───── ARTIKEL ─────
Minggu, 12 Maret 2017

SOAL JAWAB FIQIH 8

Assalamualaikum tadz, izin bertanya. Bagaimana hukumnya mengadakan nikah ulang massal?

Banyak masyarakat di beberapa desa yang belum memiliki Kartu Keluarga disebabkan tidak punya buku nikah karena nikahnya tidak terdaftar di KUA. Sementara dokumen kependudukan sangat penting digunakan baik ia berkaitan dengan pendidikan maupun dengan kebijakan program-program pemerintah dan semua itu bisa didapatkan jika administrasinya lengkap.

Nah karena tidak memiliki buku nikah yang menjadi kendala untuk membuat administrasi kependudukan lainnya maka harus ada nikah ulang, berhubung masyarakatnya masih banyak yang belum punya buku nikah, maka diadakan nikah ulang massal, hukumnya bagaimana tadz?,

Soalnya secara agama nikahnya sebetulnya sah. Hanya tidak terdaftar di KUA/Negara. Syukron tadz...


---
Jawab :

Nikah, merupakan sunnah baginda Nabi saw. Tiada satu pun dalam sunnah sunnah beliau yang memberatkan bagi manusia, termasuk diantaranya nikah.

Dalil dianjurkannya menikah ialah :

" وَأَنْكِحُوا الْأَيَامَىٰ مِنْكُمْ وَالصَّالِحِينَ مِنْ عِبَادِكُمْ وَإِمَائِكُمْ ۚ إِنْ يَكُونُوا فُقَرَاءَ يُغْنِهِمُ اللَّهُ مِنْ فَضْلِهِ ۗ وَاللَّهُ وَاسِعٌ عَلِيمٌ "


"Dan nikahkanlah orang-orang yang sendirian diantara kamu, dan orang-orang yang layak (menikah) dari hamba-hamba sahayamu yang lelaki dan hamba-hamba sahayamu yang perempuan. Jika mereka miskin Allah akan memampukan mereka dengan kurnia-Nya. Dan Allah Maha luas (pemberian-Nya) lagi Maha Mengetahui." (QS. An-Nisa[4] : 32)


Rasulullâh shallallâhu alayhi wasallam bersabda :

يَا مَعْشَرَ الشَّبَابِ، مَنِ اسْتَطَاعَ مِنْكُمُ الْبَاءَةَ فَلْيَتَزَوَّجْ، فَإِنَّهُ أَغَضُّ لِلْبَصَرِ وَأَحْصَنُ لِلْفَرْجِ، وَمَنْ لَمْ يَسْتَطِعْ فَعَلَيْهِ بِالصَّوْمِ، فَإِنَّهُ لَهُ وِجَاءٌ

Wahai para pemuda, barangsiapa di antara kalian yang mampu menikah, maka menikahlah. Karena menikah lebih dapat menahan pandangan dan lebih memelihara kemaluan. Dan barangsiapa yang tidak mampu, maka hendaklah ia berpuasa; karena puasa dapat menekan syahwatnya (sebagai tameng).'” (HR. Bukhari, Muslim, dan At-Tirmidzi)
───── ENTRI DATASET ─────
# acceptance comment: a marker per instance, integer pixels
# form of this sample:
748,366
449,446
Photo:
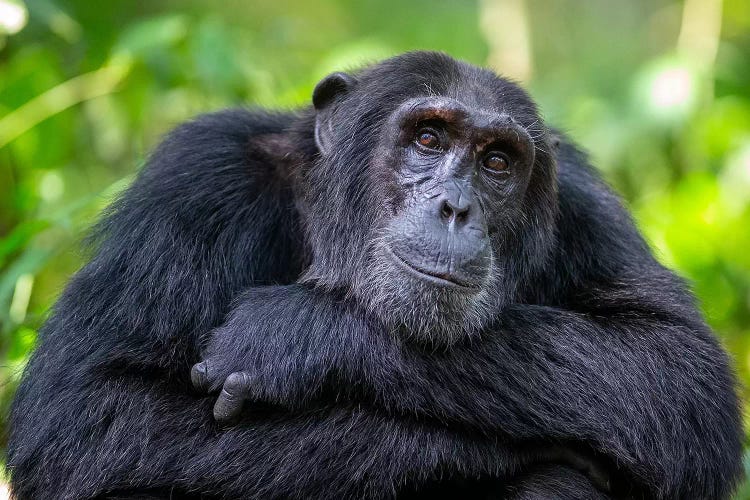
─────
Menurut artikel tanya jawab fikih tersebut, mengapa banyak warga di beberapa desa belum memiliki Kartu Keluarga? Entri-entri tersebut tidak berperan apa pun di sini.

=== HASIL LATIHAN ===
Mereka tidak punya buku nikah karena nikahnya tidak terdaftar di KUA.